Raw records
-*-*-
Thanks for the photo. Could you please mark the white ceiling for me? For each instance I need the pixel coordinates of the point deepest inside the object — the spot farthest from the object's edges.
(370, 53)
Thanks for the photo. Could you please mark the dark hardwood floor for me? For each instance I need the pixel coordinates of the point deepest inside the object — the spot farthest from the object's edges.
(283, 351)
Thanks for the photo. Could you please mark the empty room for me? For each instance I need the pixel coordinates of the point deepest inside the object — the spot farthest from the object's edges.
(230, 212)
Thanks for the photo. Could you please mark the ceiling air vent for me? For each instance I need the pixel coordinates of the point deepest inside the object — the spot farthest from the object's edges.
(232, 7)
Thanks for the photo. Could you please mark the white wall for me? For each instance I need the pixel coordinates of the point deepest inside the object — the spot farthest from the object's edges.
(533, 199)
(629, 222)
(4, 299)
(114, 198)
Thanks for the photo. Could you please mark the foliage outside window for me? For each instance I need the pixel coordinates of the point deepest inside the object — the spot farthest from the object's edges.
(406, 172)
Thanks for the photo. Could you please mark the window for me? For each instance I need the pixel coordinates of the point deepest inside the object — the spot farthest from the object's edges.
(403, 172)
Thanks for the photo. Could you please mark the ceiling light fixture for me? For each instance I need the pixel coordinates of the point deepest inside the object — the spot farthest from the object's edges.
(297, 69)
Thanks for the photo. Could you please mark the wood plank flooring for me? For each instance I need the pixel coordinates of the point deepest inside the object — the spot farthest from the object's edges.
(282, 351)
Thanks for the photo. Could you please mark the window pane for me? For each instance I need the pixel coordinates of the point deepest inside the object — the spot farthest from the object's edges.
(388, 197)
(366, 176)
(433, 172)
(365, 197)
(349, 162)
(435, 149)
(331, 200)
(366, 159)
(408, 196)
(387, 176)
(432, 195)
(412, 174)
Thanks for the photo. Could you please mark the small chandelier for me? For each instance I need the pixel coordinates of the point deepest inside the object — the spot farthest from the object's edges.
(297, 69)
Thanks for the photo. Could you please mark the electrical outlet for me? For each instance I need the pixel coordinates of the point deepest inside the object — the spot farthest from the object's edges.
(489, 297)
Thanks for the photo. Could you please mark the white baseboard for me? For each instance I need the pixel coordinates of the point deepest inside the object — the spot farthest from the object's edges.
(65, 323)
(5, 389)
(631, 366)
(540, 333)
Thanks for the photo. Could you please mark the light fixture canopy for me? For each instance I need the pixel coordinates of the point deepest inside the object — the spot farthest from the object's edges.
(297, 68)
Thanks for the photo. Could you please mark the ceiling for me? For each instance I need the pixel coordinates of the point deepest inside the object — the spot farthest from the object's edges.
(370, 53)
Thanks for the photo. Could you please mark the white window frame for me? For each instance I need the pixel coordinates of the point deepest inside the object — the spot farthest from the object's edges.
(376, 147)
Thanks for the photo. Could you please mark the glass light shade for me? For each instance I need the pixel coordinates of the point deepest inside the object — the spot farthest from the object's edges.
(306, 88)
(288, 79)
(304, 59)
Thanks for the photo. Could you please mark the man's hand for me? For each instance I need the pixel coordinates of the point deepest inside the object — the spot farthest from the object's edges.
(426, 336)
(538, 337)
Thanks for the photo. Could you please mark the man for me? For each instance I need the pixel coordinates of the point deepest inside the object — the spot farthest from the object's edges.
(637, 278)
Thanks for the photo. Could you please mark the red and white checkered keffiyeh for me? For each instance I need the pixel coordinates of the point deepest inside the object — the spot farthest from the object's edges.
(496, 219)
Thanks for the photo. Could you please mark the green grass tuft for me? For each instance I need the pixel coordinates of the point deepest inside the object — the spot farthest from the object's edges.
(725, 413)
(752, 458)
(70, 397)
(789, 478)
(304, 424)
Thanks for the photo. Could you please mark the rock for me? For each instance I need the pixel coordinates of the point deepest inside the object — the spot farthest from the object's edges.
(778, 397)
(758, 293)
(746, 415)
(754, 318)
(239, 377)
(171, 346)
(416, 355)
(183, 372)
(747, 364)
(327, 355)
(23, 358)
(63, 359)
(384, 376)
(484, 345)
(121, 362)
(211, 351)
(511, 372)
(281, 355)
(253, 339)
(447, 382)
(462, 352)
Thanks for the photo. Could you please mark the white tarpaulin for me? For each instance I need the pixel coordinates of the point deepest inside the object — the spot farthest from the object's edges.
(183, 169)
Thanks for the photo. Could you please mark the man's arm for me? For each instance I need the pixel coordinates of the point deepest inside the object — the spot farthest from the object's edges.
-*-*-
Render all of the lines above as a numbered list, leaving out any blank lines.

RESPONSE TO THE EXERCISE -
1. Thanks for the photo. Could you please mark the white ceiling for me? For each instance I need the pixel coordinates of the point deepest inside the object — the spot farthest from the object's edges.
2. (370, 53)
3. Thanks for the photo. Could you please mark the dark hardwood floor for me? For each instance I need the pixel coordinates of the point deepest inside the object — the spot farthest from the object's edges.
4. (283, 351)
5. Thanks for the photo. Could you please mark the empty room for me? For each instance I need the pixel coordinates of the point deepest inside the object — the spot farthest from the object's edges.
6. (230, 212)
7. Thanks for the photo. Could you please mark the ceiling air vent for me? For each instance I need the pixel coordinates of the point deepest inside the object — the spot farthest from the object's edges.
8. (232, 7)
9. Thanks for the photo. Could you please mark the white wall for me? For each instance I need the pixel coordinates of the point deepest inside the object — the spot farthest from the object's edges.
10. (533, 199)
11. (629, 222)
12. (4, 299)
13. (114, 198)
14. Thanks for the photo. Could you please mark the foliage outside window for me? For each instance I need the pixel coordinates of the point deepest inside the object — the spot farthest from the object's edges.
15. (406, 172)
16. Thanks for the photo. Could you please mark the window for me? For each instance I need the pixel coordinates of the point deepest inside the object — the spot farthest from the object's edges.
17. (403, 172)
18. Thanks for the photo. Could you please mark the ceiling light fixture for me? For each instance I need the pixel coordinates of the point deepest inside the object — the spot farthest from the object's edges.
19. (297, 69)
20. Thanks for the photo. Could you please mark the wood plank flooring for me? For each instance I need the pixel coordinates of the point deepest inside the object — the spot farthest from the object's edges.
21. (282, 351)
22. Thanks for the photo. Could you please mark the window pane for me? For each instance I need the pixel coordinates of the point deepest inside the object — the spot farthest from the object's edges.
23. (388, 197)
24. (366, 176)
25. (433, 172)
26. (365, 197)
27. (349, 162)
28. (435, 149)
29. (331, 200)
30. (366, 159)
31. (408, 196)
32. (387, 176)
33. (432, 195)
34. (412, 174)
35. Thanks for the photo. Could you please mark the small chandelier for me? For each instance I need the pixel coordinates of the point deepest inside the object — the spot farthest from the object's edges.
36. (297, 69)
37. Thanks for the photo. Could you please mark the electrical outlet for me? For each instance I need the pixel coordinates of the point deepest inside the object — the spot farthest from the object's edges.
38. (489, 297)
39. Thanks for the photo. Could you please mark the white baseboard for me? For each instance I need the pixel coordinates of the point deepest inside the object — the spot farthest from the object's edges.
40. (65, 323)
41. (5, 389)
42. (631, 366)
43. (540, 333)
44. Thanks for the photo. Could you please mark the light fixture canopy for me? For each instance I need the pixel coordinates of the point deepest inside the object — the spot farthest from the object's edges.
45. (297, 68)
46. Thanks for the photo. Could you please mark the ceiling for me? For each instance I need the pixel coordinates of the point deepest inside the object — the spot farthest from the object's edges.
47. (370, 53)
48. Thanks for the photo. Could you please mark the white window frame for me? For each instance I need the pixel coordinates of the point deepest inside the object — the spot farthest from the object's edges.
49. (376, 147)
50. Thanks for the photo. Could you please mark the glass light shade for me? For each instance I need the pixel coordinates of the point deepest inside the object — the spot farthest from the object's edges.
51. (306, 88)
52. (288, 79)
53. (304, 59)
54. Thanks for the photo. Could you please mark the man's hand for me? For each instance I need the pixel coordinates of the point deepest inside the object — the spot farthest from the object's edges.
55. (426, 336)
56. (538, 337)
57. Thanks for the photo. Could you please mark the man for me? For each instance I need the pixel coordinates of the point deepest inside the object — the spot farthest from the object's edges.
58. (637, 278)
59. Thanks for the photo. Could you please mark the red and white checkered keffiyeh for me? For each instance I need the pixel coordinates of the point deepest inside the object — the spot farthest from the object's edges.
60. (496, 219)
61. Thanks for the photo. Could you please mark the green grass tuft for me? For each instance I need the pixel coordinates of the point deepest inside the object — the spot farthest from the object's edges.
62. (725, 413)
63. (752, 458)
64. (70, 397)
65. (789, 478)
66. (304, 424)
67. Thanks for the photo. Could you please mark the rock for me? For each instance I need the pixel coordinates of the point deepest inside the object — the spot farthest from the object's edges.
68. (778, 397)
69. (758, 293)
70. (746, 415)
71. (754, 318)
72. (239, 377)
73. (171, 346)
74. (416, 355)
75. (183, 372)
76. (747, 364)
77. (327, 355)
78. (23, 358)
79. (63, 359)
80. (384, 376)
81. (484, 345)
82. (121, 362)
83. (211, 351)
84. (511, 372)
85. (281, 355)
86. (253, 339)
87. (447, 382)
88. (462, 352)
89. Thanks for the photo. Could you please mark the white tarpaulin for me? For each instance I need the pixel coordinates of the point deepest inside the object — the spot farthest from the object's edges.
90. (183, 169)
91. Thanks for the photo. Could you please mark the man's arm for me? For each instance I need the pixel coordinates of the point deepest inside the object — the spot farthest from the object's edges.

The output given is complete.